Problem 1:
Return the stretch of the chat excerpt from "well, I'm not" through "1982 I think?", copied word for word.
Problem 2:
In the chat excerpt, for about how many years does seancorfield say he has been entirely based on the JVM?

Excerpt provided:
──────────────────────────────
It's nothing to do with Lisps really, it's about the JVM. If you want fast command-line stuff that gets run a lot, you don't use a JVM language.

seancorfield03:09:54

Rust, C, C++ -- they all benefit from tightly managing their own memory (and Rust makes that easier/safer because of the borrow checker). If I was writing stuff that targeted native code for speed, and wanted fast startup, I'd write in Rust. I like Rust.

seancorfield03:09:21

Clojure is designed to be used wherever Java is suitable. Not everywhere. There are places where Java is not suitable 🙂

ahungry03:09:30

I'm sure its a compound problem (jvm and lisp) - its funny, those in that space would tend to view both as a positive, those outside it, view both as a negative

ahungry03:09:03

I don't think theres many lisp things at all though in *nix land - stumpwm / common lisp, maybe gnu cash with scheme as the scripting engine

ahungry03:09:07

emacs obviously

seancorfield03:09:10

I've been entirely based on the JVM for about 22 years. Beyond my attempts to "learn a new (programming) language every year" I haven't even looked at Lisps elsewhere.

seancorfield03:09:55

I did learn Go (didn't like it) and Rust (loved it). Also Elm (but I don't do front end work, just like I don't do native/command line work).

ahungry03:09:21

nice, I tend to language hop but (despite coworker and community interest) have avoided rust a bit - I've been very down the lisp-hole (basic -> C -> c++/java -> php -> js -> common lisp / emacs lisp -> prolog -> clojure) - very lightly tinkered with scheme dialects and haskell and erlang, but I always settle into the lisp things the most and they hold my interest the best by far

ahungry03:09:47

well, I'm not so sure it matters the lisp as much as the tight repl driven development that I enjoy

ahungry03:09:34

I wonder if a jvm process calls a C jni / jna / jnr or whatever they're at now, and that calls fork(), if the jvm ends up duplicated or if it generates a nice big segfault

seancorfield03:09:44

My first Lisp experience was in... 1982 I think?

ahungry03:09:46

hah you have some years on me, that was the same year i was born - my light basic tinkering was sometime early 90s I want to say

ahungry03:09:04

I'm glad to see a bit of a lisp resurgence though (well, maybe my media bias makes it seem its so)
──────────────────────────────
Data rows:
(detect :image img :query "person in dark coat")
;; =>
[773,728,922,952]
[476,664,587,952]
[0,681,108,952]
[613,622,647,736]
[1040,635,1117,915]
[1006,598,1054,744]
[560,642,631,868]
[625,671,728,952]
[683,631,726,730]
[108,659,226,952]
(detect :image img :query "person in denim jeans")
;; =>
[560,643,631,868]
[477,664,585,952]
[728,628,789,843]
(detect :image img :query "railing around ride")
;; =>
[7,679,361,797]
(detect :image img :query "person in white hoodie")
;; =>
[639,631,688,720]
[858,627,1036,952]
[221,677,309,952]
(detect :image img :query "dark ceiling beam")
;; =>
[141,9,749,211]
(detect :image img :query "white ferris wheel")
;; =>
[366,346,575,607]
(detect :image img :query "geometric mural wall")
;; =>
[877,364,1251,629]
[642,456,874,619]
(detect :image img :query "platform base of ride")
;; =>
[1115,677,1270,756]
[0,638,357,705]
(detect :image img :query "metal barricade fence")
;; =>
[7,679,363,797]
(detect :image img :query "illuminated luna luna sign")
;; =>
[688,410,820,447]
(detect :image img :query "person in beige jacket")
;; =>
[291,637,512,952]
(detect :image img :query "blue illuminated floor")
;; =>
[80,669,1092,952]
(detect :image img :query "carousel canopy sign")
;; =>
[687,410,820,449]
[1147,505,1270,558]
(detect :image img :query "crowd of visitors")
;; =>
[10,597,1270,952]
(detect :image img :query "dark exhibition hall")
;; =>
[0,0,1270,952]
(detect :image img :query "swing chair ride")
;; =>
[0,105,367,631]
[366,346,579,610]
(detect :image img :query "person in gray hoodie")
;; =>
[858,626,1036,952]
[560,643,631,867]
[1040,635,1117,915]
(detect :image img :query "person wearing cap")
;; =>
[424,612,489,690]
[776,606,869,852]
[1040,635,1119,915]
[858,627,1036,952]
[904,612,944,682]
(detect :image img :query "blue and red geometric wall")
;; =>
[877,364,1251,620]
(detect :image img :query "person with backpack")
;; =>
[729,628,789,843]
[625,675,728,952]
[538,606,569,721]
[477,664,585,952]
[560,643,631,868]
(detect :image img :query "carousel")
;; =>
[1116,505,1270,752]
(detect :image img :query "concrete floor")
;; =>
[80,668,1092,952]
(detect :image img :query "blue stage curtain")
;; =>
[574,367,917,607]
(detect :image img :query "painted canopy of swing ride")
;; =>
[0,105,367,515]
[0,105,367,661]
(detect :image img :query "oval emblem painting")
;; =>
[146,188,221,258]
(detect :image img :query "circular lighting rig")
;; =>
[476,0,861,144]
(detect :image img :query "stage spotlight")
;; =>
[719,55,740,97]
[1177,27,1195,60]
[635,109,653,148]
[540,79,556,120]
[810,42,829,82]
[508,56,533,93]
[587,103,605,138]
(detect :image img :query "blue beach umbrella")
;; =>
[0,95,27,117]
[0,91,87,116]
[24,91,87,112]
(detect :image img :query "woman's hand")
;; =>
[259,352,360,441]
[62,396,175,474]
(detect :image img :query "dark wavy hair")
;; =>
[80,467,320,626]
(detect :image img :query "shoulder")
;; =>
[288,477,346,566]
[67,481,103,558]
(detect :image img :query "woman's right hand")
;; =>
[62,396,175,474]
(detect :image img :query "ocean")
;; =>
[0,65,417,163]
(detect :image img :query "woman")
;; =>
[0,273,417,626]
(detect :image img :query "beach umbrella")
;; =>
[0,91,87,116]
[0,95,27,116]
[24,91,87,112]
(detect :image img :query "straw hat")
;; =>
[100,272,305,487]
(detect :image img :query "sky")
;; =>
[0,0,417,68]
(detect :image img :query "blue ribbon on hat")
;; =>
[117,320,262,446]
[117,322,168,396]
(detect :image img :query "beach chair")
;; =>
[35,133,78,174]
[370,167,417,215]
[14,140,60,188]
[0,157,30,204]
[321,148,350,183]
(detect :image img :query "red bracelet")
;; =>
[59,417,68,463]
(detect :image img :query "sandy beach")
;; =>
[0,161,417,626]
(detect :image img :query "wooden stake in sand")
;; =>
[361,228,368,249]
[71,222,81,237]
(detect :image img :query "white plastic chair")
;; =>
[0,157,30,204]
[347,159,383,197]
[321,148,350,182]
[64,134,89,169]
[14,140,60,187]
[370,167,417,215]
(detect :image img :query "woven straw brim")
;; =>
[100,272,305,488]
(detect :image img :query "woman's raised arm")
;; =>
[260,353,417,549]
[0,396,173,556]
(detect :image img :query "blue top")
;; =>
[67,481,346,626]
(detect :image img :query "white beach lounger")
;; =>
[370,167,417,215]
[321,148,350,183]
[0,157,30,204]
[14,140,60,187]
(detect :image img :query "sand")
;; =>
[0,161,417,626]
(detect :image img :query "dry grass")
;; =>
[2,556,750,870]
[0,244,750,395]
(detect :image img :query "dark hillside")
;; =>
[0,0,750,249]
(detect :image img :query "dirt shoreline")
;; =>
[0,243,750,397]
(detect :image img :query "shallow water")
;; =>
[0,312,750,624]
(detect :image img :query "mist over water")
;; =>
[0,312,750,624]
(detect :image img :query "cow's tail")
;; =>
──────────────────────────────
Problem solution 1:
well, I'm not so sure it matters the lisp as much as the tight repl driven development that I enjoy

ahungry03:09:34

I wonder if a jvm process calls a C jni / jna / jnr or whatever they're at now, and that calls fork(), if the jvm ends up duplicated or if it generates a nice big segfault

seancorfield03:09:44

My first Lisp experience was in... 1982 I think?

Problem solution 2:
About 22 years.